**** Record set ****

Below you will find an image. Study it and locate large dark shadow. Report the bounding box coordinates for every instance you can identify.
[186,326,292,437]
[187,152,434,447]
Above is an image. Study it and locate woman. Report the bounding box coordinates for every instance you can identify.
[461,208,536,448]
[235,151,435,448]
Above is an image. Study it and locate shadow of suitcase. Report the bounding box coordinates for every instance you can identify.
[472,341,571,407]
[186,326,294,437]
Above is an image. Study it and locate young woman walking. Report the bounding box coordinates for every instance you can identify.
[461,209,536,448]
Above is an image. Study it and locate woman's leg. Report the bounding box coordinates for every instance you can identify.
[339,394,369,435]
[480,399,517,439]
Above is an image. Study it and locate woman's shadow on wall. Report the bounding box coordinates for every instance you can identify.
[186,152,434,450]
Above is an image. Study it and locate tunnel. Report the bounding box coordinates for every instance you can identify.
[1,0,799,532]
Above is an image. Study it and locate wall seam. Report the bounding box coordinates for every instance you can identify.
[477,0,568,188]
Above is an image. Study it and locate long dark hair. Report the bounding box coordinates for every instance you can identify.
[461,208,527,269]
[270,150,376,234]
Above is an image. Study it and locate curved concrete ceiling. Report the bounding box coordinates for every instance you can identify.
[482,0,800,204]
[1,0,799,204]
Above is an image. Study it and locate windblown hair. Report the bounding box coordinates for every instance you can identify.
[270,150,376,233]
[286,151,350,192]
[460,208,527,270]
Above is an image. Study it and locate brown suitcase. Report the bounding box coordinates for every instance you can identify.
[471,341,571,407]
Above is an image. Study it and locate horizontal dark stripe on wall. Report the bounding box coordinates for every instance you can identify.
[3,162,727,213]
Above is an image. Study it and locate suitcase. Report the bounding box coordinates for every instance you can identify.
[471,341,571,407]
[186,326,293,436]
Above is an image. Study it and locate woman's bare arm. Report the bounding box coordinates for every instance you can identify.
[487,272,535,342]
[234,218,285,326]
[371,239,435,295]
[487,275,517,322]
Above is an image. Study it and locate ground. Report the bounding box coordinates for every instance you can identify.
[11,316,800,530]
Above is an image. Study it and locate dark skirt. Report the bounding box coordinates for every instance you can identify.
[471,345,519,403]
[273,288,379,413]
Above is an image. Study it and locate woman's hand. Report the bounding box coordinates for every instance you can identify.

****

- **Description of the task**
Repeat each entry exactly.

- **Solution for this exercise**
Below you will find an image. Study it and locate large dark shadow. Report the bounding box coordinates for every instance you can identify.
[186,326,292,437]
[187,152,434,447]
Above is an image. Study it and locate woman. Report the bounding box coordinates for every instance you can identify.
[461,208,536,448]
[235,151,435,448]
Above is an image. Study it and locate shadow of suitcase. Report the bounding box coordinates for every instance you can identify.
[472,341,571,407]
[186,326,294,437]
Above is an image. Study it and locate young woman walking. Report the bounding box coordinates for every instance you can identify.
[461,209,536,448]
Above is an image. Study it and locate woman's leg. Report the bounding box coordinates for every instance you can identify.
[339,394,369,435]
[480,399,517,439]
Above is an image. Study it and locate woman's shadow on wall. Report the bounding box coordinates for every instance you can identify.
[186,152,434,450]
Above is an image. Study it and locate tunnel. Report the bounding box coordinates for every instance you can identify.
[1,0,799,532]
Above is an image. Study it and locate wall seam. Report the bounding box coordinates for every instance you can identify.
[477,0,568,188]
Above is an image. Study it and locate long dark hair. Report the bounding box coordinates for every instance you can identify.
[461,208,527,269]
[270,150,376,234]
Above is an image. Study it and locate curved concrete ceiling. Report the bounding box coordinates for every instance you can identify.
[482,0,800,204]
[1,0,799,204]
Above is an image. Study it and locate windblown hair. Report the bounding box coordinates for every instance you can identify.
[270,150,376,233]
[286,151,350,192]
[460,208,527,270]
Above is an image. Study it and locate brown suitcase. Report the bounding box coordinates for every instance you can identify.
[471,341,571,407]
Above is an image. Study it and locate horizontal dark stripe on wall. Report the bounding box coordinates for every instance you can identify.
[3,162,727,213]
Above is an image. Study it and locate suitcase. Report the bounding box coordinates for every instance you can identify.
[471,341,571,407]
[186,326,293,436]
Above is an image. Study it and locate woman's bare arm. Report the bounding box coordinates for every instance you can identify.
[487,272,535,342]
[234,218,285,326]
[371,239,435,295]
[487,275,517,322]
Above is an image. Study it and locate ground. Report the bounding box coordinates for every instance you can identify.
[11,316,800,530]
Above is an image. Study it and locate dark skirt. Report the bounding box coordinates for every instance you can identify.
[471,345,519,403]
[273,288,379,413]
Above is an image. Study it and locate woman's hand. Report the bounding box coordinates for every instance you can identify.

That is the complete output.